LESETEXT -
• • • •

Sie beweisen es: Es gibt eine Perspektive. Allerdings: Es war und ist nicht die Aufgabe der BRD, die Welt aus den Angeln zu heben. Ich hoffe, das war in Ihrem Sinne.
Es ist ein sehr wichtiger Beitrag zum demokratischen Diskurs. Ich bin dankbar es es ihn endlich gibt. Und ich hoffe, dass er nicht nur Federn lässt, sondern die Existenz der Verschiedenheit deutlich macht. Ja, dass das die eigentliche gesellschaftliche Ressource für die Zukunft ist. Wirksam kann diese Ressource nur in der Breite des Horizontes der Bürgerrechtler werden, um diesen Begriff aufzugreifen.
Ein sehr guter Text, den ich spontan unterschreiben würde. Denke ich einen Moment nach, kommen mir aber einige Zweifel. Die Stunde der “Bürgerrechtler” (Ich bleibe mal hier einfach bei dem Begriff) kam erst, als a) die Ausreise-und Fluchtwelle gigantische, sich auf den Alltag der verbleibenden DDR-Bewohner auswirkende Ausmaße angenommen hatte (Bäcker um die Ecke weg etc.) und b) die westlichen Medien sich zum Sprachrohr der “Bürgerrechtler” machten (c,d,e .. lasse ich mal weg jetzt). Was ich damit sagen will: die “soziale Basis” der Bürgerrechtler war faktisch eine, die sie nicht haben wollten, und ihr Medium eines, das sie eigentlich auch nur nutzten, weil sie kein eigenes hatten (Westen). Wirksam wurden sie unter Bedingungen, die sie gerade nicht geschaffen hatten, auch wenn sie das seit 30 Jahren behaupten. Wenn wir das nun schon auf die heutige Zeit übertragen wollen, dann hieße das, dass vor der Stunde neuer Bürgerrechtler mit ihren kommunikativen Talenten aus den Widersprüchen der Gesellschaft eine soziale Bewegung entstehen müsste, die die Machthaber zum “Dialog” zwingt. Aber davon abgesehen, sollten wir eben nicht vergessen, dass die Stunde der Bürgerrechtler genauso schnell wieder verging, wie sie gekommen war. Die SED war zudem dialogerprobt, nur nicht mit den eigenen Bürgern, aber seit dem Grundlagenvertrag mit Westdeutschland und v.a. SPD und Grünen. Es sind einfach zuviele Unterschiede, als das solche Analogien weiterhelfen könnten. Auch waren die Bürgerrechtler die Jungen und so wie damals wird gesellschaftliche Veränderung auch heute von jungen Menschen ausgehen müssen. Oft wird es nicht derart sein, dass ältere die Richtung begrüßen.

• • • •

AUSZÜGE DER EINTRÄGE -
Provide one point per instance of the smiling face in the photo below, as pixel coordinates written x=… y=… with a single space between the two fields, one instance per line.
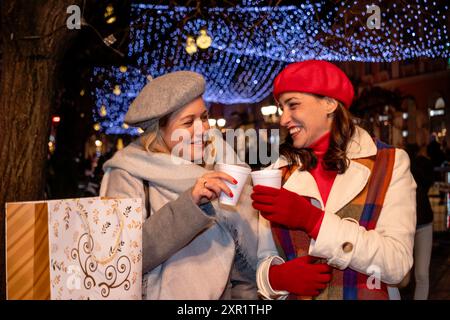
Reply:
x=193 y=115
x=305 y=116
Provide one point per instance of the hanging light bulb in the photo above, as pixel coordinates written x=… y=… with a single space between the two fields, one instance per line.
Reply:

• • • •

IHRE AUFGABE - Aktualisieren Sie den Abschnitt des Lesetexts, der mit den Worten um „Sie beweisen es: Es“ beginnt und mit „in Ihrem Sinne.“ schließt, und setzen Sie darin „Bundesrepublik“ anstelle von „BRD“.

ANTWORTFELD -
Sie beweisen es: Es gibt eine Perspektive. Allerdings: Es war und ist nicht die Aufgabe der Bundesrepublik, die Welt aus den Angeln zu heben. Ich hoffe, das war in Ihrem Sinne.